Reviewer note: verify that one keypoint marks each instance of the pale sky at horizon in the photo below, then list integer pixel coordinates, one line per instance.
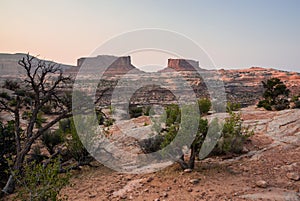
(236, 34)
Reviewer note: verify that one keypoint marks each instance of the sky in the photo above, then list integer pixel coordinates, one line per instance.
(234, 33)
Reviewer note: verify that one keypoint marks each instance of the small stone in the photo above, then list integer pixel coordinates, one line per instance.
(245, 150)
(261, 184)
(194, 181)
(92, 196)
(150, 179)
(188, 170)
(293, 176)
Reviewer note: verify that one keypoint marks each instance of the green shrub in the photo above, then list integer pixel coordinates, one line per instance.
(38, 183)
(234, 135)
(75, 147)
(204, 105)
(51, 139)
(233, 107)
(297, 104)
(47, 109)
(265, 104)
(7, 150)
(135, 111)
(275, 95)
(173, 115)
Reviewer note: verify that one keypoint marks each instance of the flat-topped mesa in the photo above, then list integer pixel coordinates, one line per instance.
(112, 65)
(183, 64)
(120, 66)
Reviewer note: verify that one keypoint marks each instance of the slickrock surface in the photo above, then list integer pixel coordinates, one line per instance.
(272, 162)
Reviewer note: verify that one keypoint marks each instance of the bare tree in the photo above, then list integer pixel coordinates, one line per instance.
(44, 86)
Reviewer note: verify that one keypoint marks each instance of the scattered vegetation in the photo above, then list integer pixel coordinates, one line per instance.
(204, 105)
(231, 106)
(43, 84)
(275, 95)
(40, 183)
(7, 144)
(234, 135)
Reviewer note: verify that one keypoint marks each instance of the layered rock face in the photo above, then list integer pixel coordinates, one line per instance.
(182, 65)
(242, 85)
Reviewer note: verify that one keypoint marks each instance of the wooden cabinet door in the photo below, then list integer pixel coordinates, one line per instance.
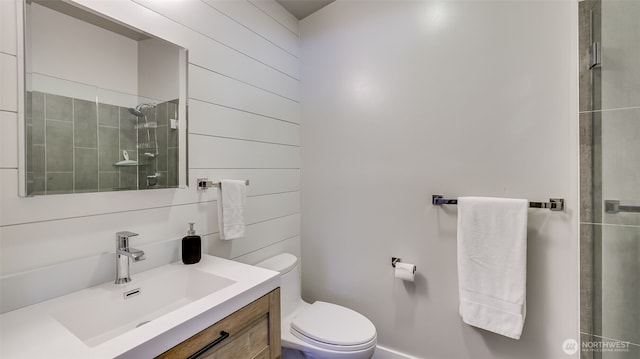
(251, 332)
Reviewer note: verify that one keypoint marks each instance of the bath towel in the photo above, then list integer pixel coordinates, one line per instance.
(231, 201)
(492, 263)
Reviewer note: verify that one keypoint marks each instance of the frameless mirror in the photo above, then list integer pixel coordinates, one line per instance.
(105, 104)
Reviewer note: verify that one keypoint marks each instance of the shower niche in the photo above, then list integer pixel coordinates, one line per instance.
(105, 104)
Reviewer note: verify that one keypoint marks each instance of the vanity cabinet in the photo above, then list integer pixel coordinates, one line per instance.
(251, 332)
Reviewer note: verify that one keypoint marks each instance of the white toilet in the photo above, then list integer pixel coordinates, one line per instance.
(319, 330)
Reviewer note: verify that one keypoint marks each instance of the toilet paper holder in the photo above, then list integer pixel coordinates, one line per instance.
(395, 260)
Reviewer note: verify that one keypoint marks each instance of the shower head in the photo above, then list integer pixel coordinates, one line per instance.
(141, 109)
(135, 112)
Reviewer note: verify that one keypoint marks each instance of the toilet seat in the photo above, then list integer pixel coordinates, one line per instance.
(334, 327)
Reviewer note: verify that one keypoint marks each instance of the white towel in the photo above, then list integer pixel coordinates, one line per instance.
(231, 200)
(492, 263)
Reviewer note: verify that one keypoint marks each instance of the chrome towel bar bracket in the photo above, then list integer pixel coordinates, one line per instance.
(204, 184)
(554, 204)
(613, 206)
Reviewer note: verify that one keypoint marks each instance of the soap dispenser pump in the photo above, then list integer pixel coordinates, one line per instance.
(191, 247)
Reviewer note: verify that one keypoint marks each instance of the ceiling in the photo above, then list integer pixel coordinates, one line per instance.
(303, 8)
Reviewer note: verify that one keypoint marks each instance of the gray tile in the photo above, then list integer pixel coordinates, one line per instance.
(37, 118)
(59, 183)
(86, 170)
(58, 108)
(162, 116)
(586, 167)
(38, 161)
(85, 124)
(109, 151)
(586, 277)
(172, 167)
(109, 181)
(28, 156)
(128, 132)
(128, 178)
(28, 111)
(35, 184)
(172, 138)
(108, 115)
(59, 149)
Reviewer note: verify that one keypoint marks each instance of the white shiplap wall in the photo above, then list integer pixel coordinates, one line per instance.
(243, 123)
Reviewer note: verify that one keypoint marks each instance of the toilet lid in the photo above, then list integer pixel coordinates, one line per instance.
(334, 327)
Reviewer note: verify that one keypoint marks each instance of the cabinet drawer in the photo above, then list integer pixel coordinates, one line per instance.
(251, 332)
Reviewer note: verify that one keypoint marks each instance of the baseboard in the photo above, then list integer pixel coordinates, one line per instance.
(387, 353)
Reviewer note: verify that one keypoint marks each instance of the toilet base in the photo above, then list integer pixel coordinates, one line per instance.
(288, 353)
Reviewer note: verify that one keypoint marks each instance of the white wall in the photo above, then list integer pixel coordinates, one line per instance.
(95, 56)
(243, 123)
(405, 99)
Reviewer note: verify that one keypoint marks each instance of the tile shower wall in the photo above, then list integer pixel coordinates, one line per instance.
(243, 124)
(609, 128)
(73, 145)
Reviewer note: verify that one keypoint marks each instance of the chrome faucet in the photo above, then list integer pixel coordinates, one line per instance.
(123, 253)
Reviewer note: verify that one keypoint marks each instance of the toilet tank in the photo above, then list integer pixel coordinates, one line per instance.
(287, 265)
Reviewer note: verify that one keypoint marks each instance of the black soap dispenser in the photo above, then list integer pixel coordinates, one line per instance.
(191, 247)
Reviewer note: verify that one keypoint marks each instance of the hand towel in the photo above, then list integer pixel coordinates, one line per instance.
(492, 263)
(231, 200)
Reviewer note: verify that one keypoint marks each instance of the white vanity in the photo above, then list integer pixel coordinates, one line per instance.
(158, 310)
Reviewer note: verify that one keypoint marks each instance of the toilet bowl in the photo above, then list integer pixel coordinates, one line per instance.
(319, 330)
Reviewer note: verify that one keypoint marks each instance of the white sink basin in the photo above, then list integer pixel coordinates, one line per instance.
(97, 322)
(107, 311)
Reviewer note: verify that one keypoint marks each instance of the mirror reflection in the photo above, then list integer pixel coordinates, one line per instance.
(105, 104)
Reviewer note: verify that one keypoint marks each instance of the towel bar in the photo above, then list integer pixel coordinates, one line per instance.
(613, 206)
(204, 184)
(554, 204)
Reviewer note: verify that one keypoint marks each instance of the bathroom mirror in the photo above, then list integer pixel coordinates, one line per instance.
(105, 104)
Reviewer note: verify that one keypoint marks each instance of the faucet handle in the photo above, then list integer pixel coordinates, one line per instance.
(125, 234)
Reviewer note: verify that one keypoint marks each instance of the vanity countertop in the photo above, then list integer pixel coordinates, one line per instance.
(34, 331)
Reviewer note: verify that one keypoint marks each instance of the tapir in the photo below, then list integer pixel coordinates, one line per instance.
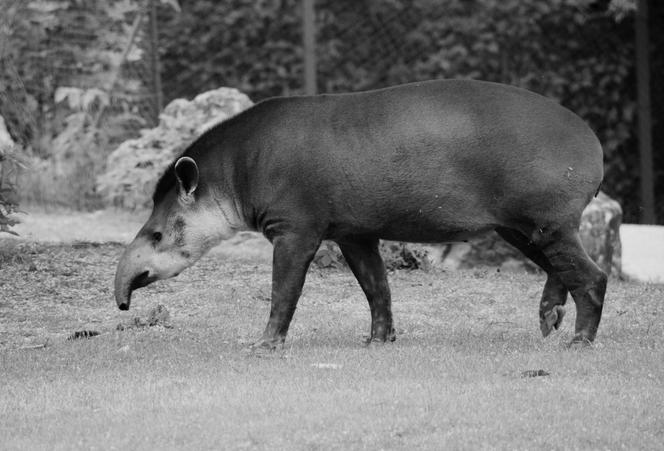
(428, 162)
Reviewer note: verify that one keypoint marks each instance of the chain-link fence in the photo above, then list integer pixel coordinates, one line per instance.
(78, 78)
(62, 58)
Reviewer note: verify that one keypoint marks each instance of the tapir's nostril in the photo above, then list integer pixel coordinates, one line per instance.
(141, 280)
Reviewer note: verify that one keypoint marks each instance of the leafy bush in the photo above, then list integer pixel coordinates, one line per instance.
(9, 164)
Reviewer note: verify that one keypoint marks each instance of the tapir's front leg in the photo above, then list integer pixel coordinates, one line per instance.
(291, 258)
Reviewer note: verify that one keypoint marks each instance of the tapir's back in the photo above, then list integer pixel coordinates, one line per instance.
(427, 159)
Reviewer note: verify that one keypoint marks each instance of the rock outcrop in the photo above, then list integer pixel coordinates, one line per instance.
(133, 169)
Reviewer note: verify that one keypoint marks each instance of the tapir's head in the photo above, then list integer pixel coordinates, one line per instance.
(189, 217)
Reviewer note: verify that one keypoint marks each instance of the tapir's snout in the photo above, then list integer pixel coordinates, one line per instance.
(133, 272)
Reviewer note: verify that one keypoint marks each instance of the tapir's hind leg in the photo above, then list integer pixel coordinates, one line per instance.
(554, 295)
(582, 277)
(369, 270)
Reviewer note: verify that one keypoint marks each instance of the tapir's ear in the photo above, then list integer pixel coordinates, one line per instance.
(186, 172)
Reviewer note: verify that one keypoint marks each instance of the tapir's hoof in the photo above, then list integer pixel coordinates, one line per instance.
(381, 338)
(263, 346)
(580, 341)
(552, 320)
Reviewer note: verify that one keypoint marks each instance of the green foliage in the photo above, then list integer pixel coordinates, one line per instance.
(10, 161)
(64, 95)
(579, 52)
(250, 45)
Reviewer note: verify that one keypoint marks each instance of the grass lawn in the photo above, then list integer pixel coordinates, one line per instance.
(452, 380)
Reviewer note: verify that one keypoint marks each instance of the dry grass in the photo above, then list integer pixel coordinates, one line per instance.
(452, 380)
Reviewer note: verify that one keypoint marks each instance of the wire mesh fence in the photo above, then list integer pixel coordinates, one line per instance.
(61, 58)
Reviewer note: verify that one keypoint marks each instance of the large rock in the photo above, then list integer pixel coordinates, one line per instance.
(134, 167)
(600, 233)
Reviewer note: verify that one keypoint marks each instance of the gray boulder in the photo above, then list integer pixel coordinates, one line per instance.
(132, 170)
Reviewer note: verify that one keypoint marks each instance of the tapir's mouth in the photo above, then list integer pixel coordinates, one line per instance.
(141, 280)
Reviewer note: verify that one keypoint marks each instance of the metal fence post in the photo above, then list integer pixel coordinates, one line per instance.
(644, 117)
(309, 42)
(154, 61)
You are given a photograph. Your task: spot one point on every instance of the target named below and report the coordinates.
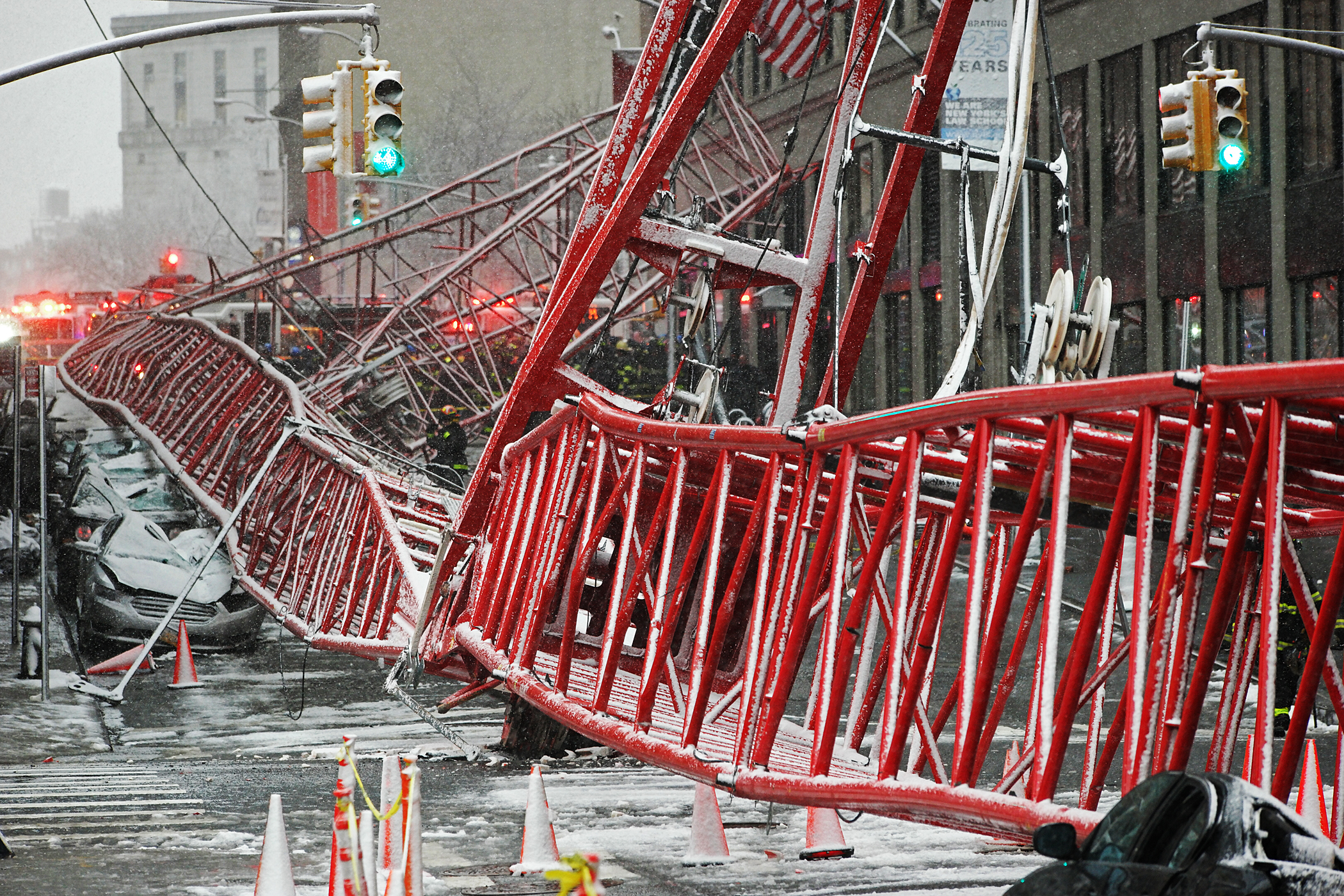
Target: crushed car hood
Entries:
(143, 558)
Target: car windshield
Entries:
(1159, 822)
(160, 500)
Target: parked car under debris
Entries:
(1180, 835)
(131, 572)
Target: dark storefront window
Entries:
(1123, 168)
(1313, 112)
(933, 339)
(1178, 188)
(899, 367)
(1183, 317)
(1252, 331)
(1316, 317)
(1131, 352)
(931, 209)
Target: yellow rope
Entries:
(392, 810)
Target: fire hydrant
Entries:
(30, 662)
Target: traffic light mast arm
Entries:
(366, 17)
(1212, 31)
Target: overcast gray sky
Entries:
(70, 115)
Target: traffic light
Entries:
(356, 210)
(383, 123)
(1230, 96)
(338, 123)
(1194, 124)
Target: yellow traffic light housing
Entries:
(1210, 120)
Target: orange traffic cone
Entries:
(826, 840)
(540, 851)
(1311, 793)
(184, 668)
(122, 662)
(708, 845)
(1011, 761)
(275, 875)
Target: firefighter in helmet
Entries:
(447, 445)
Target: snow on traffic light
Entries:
(1208, 121)
(337, 154)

###

JOB:
Write out only what runs from the line holding "Target: car windshield" through the last line of the records, exactly as shown.

WRITTEN ANSWER:
Target: car windshield
Entries:
(1159, 822)
(160, 500)
Target: parked car under debris
Entries:
(1180, 835)
(131, 572)
Target: dark storefront window
Entries:
(1123, 168)
(1313, 112)
(933, 339)
(1178, 188)
(899, 367)
(1183, 317)
(1252, 331)
(1316, 317)
(1131, 352)
(931, 209)
Target: yellow rope
Entries:
(392, 810)
Target: fire hydrant
Entries:
(30, 662)
Target: traffic light mast arm
Entries:
(366, 17)
(1212, 31)
Target: overcast gray sky
Entries:
(70, 115)
Target: traffic light
Entries:
(356, 210)
(383, 123)
(1230, 96)
(338, 123)
(1194, 124)
Target: yellow traffic light housing
Entries:
(1210, 120)
Target: orange traffic cone
Entries:
(826, 840)
(540, 851)
(1311, 793)
(184, 668)
(122, 662)
(708, 845)
(1011, 761)
(275, 875)
Target: firefighter in helmet
Entries:
(447, 445)
Target: snow on traffic light
Entries:
(1208, 121)
(337, 154)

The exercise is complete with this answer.